Required work: Write out, without any change, the rows from the line containing "In which part of the frame is the dark wood" through the line containing "[330,162,399,328]", including both of those lines.

Data items
···

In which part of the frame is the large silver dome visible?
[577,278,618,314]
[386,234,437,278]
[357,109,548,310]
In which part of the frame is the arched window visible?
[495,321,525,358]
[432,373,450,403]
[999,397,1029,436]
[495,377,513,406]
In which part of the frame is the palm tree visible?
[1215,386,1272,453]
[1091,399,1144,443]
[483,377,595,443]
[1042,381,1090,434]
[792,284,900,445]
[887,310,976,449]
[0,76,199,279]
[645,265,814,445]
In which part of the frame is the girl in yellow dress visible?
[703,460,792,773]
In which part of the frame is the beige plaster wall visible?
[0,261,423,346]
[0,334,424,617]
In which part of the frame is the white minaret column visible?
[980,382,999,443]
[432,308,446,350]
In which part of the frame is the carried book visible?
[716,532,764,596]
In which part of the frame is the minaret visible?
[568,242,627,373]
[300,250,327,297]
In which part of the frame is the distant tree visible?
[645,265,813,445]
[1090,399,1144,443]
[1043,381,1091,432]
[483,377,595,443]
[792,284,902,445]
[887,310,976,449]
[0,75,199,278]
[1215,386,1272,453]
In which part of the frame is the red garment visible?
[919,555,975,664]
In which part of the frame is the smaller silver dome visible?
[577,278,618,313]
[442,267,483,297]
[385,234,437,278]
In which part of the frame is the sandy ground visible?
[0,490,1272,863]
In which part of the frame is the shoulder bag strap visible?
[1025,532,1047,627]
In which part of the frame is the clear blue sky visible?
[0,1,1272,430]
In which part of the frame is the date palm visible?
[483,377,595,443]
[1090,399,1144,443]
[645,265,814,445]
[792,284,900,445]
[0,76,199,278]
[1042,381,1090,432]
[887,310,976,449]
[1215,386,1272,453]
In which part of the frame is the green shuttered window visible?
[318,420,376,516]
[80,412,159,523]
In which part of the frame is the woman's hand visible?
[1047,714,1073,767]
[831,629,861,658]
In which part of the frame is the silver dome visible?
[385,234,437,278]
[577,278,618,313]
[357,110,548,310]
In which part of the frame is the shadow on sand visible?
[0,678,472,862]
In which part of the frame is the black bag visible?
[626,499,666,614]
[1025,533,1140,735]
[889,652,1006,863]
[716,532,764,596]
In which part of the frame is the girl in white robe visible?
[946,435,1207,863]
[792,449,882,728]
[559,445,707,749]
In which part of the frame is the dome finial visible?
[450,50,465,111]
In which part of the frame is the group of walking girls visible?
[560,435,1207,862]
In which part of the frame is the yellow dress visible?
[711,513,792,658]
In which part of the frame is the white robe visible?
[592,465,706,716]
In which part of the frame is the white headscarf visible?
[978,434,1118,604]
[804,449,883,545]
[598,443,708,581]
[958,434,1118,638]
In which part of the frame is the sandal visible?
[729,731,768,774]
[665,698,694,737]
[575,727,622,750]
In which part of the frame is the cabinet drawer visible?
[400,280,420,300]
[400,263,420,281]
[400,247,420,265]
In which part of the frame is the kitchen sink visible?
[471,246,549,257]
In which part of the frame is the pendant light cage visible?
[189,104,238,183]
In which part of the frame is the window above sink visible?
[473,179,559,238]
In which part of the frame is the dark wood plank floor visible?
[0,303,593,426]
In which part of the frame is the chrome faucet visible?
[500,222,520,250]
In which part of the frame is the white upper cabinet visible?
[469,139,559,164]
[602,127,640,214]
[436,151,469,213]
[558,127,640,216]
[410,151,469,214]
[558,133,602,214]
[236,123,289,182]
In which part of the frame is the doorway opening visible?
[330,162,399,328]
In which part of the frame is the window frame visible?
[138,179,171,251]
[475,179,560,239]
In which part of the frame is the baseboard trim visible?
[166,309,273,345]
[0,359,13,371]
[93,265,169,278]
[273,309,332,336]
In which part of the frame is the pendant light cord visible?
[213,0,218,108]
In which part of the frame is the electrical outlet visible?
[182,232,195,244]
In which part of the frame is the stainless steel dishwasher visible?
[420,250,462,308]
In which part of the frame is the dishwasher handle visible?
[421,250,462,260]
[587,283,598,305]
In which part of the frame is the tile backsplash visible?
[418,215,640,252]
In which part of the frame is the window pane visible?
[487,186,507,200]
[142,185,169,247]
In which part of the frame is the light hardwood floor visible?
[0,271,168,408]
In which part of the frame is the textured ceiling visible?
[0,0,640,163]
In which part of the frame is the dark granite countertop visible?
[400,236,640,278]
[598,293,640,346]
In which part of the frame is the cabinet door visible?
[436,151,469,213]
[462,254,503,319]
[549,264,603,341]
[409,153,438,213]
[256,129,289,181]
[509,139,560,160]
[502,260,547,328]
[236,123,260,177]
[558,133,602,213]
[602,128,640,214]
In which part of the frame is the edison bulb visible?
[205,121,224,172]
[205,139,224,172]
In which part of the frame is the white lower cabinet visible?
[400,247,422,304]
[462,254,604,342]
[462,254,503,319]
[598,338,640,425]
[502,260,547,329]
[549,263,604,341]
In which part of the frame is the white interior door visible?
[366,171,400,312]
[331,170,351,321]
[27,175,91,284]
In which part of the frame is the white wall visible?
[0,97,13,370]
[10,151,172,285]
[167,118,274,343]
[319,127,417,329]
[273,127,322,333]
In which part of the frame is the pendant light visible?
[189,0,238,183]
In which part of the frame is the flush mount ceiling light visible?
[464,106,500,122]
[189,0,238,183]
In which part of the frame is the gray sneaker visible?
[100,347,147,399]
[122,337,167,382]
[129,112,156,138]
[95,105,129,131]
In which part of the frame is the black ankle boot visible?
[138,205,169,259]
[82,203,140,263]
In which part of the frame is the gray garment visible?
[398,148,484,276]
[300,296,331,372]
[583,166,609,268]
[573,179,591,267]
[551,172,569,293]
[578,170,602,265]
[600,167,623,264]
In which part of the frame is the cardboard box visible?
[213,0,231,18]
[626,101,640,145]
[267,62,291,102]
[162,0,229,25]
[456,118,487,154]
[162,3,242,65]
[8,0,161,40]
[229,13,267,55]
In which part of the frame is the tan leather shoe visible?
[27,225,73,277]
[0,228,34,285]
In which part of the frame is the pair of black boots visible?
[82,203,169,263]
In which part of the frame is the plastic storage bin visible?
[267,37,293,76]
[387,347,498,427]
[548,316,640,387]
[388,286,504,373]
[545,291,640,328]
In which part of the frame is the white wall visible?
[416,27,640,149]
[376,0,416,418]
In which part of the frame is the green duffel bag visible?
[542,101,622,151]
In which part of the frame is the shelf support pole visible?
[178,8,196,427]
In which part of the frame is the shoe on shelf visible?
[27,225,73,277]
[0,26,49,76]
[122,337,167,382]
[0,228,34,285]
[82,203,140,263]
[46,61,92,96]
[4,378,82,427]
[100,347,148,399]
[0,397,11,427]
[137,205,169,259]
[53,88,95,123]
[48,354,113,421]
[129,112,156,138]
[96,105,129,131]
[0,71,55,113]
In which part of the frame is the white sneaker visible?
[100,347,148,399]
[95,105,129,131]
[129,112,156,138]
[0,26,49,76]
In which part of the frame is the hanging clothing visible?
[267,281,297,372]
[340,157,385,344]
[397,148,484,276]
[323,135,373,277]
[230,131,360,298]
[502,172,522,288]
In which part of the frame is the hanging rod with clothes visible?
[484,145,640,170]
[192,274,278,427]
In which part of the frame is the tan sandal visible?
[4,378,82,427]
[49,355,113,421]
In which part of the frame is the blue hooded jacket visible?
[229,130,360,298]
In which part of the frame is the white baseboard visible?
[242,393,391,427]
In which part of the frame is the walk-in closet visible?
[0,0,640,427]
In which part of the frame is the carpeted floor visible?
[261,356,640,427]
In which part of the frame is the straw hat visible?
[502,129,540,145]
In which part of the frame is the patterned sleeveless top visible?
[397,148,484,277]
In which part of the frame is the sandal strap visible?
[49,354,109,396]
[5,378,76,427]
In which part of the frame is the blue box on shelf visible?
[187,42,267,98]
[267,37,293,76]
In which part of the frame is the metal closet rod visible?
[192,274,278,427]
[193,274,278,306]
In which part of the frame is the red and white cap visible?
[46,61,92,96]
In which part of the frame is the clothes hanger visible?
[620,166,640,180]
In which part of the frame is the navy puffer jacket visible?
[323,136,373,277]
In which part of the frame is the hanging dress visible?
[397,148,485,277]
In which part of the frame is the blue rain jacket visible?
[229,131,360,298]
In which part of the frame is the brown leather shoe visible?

···

Answer for the task:
In which part of the frame is the dark wood plank floor visible?
[0,303,593,426]
In which part of the frame is the chrome faucet visible?
[500,222,520,250]
In which part of the frame is the white upper cabinet visible?
[469,139,559,164]
[602,127,640,214]
[436,151,469,213]
[558,127,640,216]
[410,151,469,214]
[558,133,602,214]
[236,123,289,182]
In which part of the frame is the doorway opening visible?
[330,162,399,328]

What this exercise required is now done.